What is needed:
Copy the following material word for word, keeping every line unchanged.

:: Given records ::

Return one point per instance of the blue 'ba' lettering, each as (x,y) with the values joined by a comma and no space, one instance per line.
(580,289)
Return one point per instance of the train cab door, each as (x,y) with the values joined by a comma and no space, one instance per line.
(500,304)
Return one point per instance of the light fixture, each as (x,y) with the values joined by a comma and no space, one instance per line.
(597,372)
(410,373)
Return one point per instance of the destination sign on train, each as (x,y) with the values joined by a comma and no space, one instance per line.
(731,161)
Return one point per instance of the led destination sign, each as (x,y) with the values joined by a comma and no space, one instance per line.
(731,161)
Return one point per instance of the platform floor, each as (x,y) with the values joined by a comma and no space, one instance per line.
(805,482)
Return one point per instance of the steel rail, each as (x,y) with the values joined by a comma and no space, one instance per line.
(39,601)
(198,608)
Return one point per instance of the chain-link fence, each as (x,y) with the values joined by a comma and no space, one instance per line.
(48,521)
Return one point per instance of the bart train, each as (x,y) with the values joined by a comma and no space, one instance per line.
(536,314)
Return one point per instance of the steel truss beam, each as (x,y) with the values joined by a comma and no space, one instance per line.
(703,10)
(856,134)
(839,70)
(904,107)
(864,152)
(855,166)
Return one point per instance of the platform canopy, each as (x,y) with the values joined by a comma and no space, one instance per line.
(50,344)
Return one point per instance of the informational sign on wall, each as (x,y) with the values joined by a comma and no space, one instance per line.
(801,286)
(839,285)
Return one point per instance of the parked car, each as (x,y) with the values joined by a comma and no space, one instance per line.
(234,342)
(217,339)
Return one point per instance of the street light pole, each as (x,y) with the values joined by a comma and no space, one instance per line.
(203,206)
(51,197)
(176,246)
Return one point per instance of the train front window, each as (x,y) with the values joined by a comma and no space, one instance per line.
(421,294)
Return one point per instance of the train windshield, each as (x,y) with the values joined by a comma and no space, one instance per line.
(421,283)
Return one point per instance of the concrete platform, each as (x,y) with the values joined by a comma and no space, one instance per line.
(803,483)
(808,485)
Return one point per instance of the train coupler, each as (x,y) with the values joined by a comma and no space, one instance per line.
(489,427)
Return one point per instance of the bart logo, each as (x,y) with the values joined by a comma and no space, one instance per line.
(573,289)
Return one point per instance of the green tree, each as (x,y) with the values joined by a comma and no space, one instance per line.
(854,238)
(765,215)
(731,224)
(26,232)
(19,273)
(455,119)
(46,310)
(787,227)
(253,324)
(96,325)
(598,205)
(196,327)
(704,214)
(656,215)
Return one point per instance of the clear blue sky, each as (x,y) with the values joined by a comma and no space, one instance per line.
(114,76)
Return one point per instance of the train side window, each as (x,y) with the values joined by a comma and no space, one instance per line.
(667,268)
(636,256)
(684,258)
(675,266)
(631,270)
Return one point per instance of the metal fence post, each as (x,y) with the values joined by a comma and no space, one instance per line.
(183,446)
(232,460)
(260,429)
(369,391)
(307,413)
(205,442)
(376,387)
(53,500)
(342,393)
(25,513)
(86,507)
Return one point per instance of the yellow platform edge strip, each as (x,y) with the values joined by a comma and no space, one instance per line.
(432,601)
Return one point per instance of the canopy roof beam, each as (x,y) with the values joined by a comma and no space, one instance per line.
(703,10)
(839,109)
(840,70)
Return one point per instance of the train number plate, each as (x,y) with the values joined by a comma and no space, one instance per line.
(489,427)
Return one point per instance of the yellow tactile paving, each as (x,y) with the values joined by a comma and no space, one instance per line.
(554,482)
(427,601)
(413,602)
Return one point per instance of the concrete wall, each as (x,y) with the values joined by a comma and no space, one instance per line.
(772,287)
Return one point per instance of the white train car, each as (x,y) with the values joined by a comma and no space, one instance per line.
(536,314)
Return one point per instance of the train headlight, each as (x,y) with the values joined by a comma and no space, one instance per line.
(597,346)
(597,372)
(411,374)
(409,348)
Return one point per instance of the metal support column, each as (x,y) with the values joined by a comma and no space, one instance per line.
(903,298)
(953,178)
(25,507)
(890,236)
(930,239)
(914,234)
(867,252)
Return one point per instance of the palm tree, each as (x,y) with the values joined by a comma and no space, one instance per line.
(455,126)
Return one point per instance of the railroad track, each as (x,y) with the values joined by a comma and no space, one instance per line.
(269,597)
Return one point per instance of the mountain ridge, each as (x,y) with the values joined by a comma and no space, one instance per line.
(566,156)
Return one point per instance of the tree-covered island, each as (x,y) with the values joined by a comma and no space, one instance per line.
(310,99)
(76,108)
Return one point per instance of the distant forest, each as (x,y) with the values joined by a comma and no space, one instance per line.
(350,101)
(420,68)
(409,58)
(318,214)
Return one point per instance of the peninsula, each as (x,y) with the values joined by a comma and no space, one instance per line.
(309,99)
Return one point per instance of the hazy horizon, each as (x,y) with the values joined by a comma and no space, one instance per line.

:::

Finished exercise:
Return one point per instance of the blue 'ba' lettering, each as (x,y) with the values joined by a comma and no space, one instance per line.
(580,289)
Return one point per instance of the train cab door, each as (x,y) with the values joined by a comma and no space, one instance per line.
(500,304)
Return one point per instance of the light fixture, each as (x,y) with the values joined by a comma and no space, one instance per line.
(597,372)
(410,373)
Return one point per instance of the destination sign on train, each as (x,y) with the values joined by a comma and no space, one instance per line.
(731,161)
Return one point per instance of the led destination sign, each as (x,y) with the values joined by a comma and no space, one instance per line.
(731,161)
Return one point per instance of the platform floor, each as (x,y) with the values joined by a comma and no space, one instance per line.
(805,482)
Return one point per instance of the steel rail, each as (x,y) with the values joined by a comma and no space, one instance per line.
(39,601)
(198,608)
Return one point per instance of the chain-link fence, each as (x,y) with the values joined by a comma and no space, one instance per line.
(48,521)
Return one point per instance of the bart train, each as (x,y) with the values joined by a comma and no space, one instance per line.
(536,314)
Return one point per instance of the steel truss beam, each as (x,y) with the values joined by a comma and no space, one instance per line.
(703,10)
(856,134)
(839,70)
(904,107)
(864,152)
(855,166)
Return one point per instance of the platform canopy, each as (x,y) with the values joined by a comma and no space, one instance per line.
(50,344)
Return one point per instance of the informational sign on wall, each as (x,y) with the values joined by a comma and no space, one instance per line.
(801,286)
(839,285)
Return one point per instance of the parked car, each as (x,y) with the values joined by a comma and no space, one instance per line.
(234,342)
(217,339)
Return one point per instance of the street light pole, each as (x,y) with the values joined by a comma and no space, one instance per line.
(203,206)
(51,197)
(176,246)
Return one point per instance of the train front window, each as (x,y) with the values joined by a comma and no space, one instance per line.
(421,294)
Return one point per instance of the train windshield, each as (x,y) with the values joined by a comma and no space, one instance per line.
(421,283)
Return one point per instance of the concrete platform, each as (x,y) with the values joined by a comma and no space, one instance per line.
(803,483)
(808,485)
Return one point per instance of the train coupler, each as (x,y) with the values joined by a comma and no space, one instance per line.
(489,427)
Return one point per instance of the bart logo, each as (x,y) with the values joined by a comma and no space, one instance per line.
(573,289)
Return one point per instance of the green tree, each as (x,y) with the values joined by a comma and no space, one instance per line.
(854,238)
(765,215)
(731,224)
(26,232)
(19,273)
(455,119)
(46,310)
(787,227)
(253,324)
(96,325)
(598,205)
(196,327)
(704,214)
(656,215)
Return one point per instance of the clear blue sky, each as (x,y) with the values joined by a comma and no space, one instance per line.
(114,76)
Return one point per instance of the train side window, each as (x,y) with the values joined by a comma and no space, one instance per line.
(667,268)
(636,256)
(684,258)
(675,266)
(631,270)
Return one point per instance of the metal fence post, each as (x,y) with the values joined by a comma and no space, one instance per line.
(183,446)
(232,460)
(260,429)
(369,391)
(307,413)
(205,442)
(376,387)
(53,500)
(342,393)
(25,513)
(86,507)
Return one point per instance of the yellow platform edge strip, each as (x,y) with the values joined by a comma and no space, one instance per line.
(432,601)
Return one point per instance of the canopy roof beam, each as (x,y) with the values joined by a comma and no space, one instance per line.
(703,10)
(839,109)
(840,70)
Return one point per instance of the train number plate, each as (x,y) with the values joined by a comma and no space, one instance per line.
(489,427)
Return one point per instance of the yellow tactile paving, each as (x,y) with the values joined by a comma and no space, one instance per line.
(554,482)
(427,601)
(413,602)
Return one point per instance of the concrete wall, each as (x,y) with the values joined by a comma and no space, one instance per line.
(772,287)
Return one point per instance of the white train car, each as (x,y) with the values joined by a comma and no space, one instance per line.
(536,314)
Return one point per instance of the train headlight, each as (x,y) with the values joined by a comma and no space, one instance per line.
(597,346)
(597,372)
(411,374)
(409,348)
Return one point per instance of the metal support column, each as (x,y) with the values joined by a comma and no space, one instance per line.
(903,298)
(953,178)
(25,507)
(890,236)
(930,239)
(914,234)
(867,252)
Return one point per instance of the palm tree, each as (x,y) with the values joined by a comma and no space, one instance per line.
(455,126)
Return one point per instance of the railroad track, each as (x,y) with the values joined by a comma and no space, one instance per line.
(269,597)
Return one point per instance of the mountain ridge, each as (x,y) with the values joined by a comma and no space, one instance per line.
(566,156)
Return one point per instance of the tree-covered island, each as (x,y) with the values joined by a comma and no space, one instance per line.
(310,99)
(76,108)
Return one point per instance of the distant forest, each as (x,y) with the values joined by a comma and no space, one instance per line.
(350,101)
(420,68)
(409,58)
(318,214)
Return one point per instance of the peninsula, each as (x,y) with the values joined by a comma and no space, one instance per line.
(309,99)
Return one point per instance of the hazy horizon, each as (x,y) with the values joined by a comma and no space, one instance per line.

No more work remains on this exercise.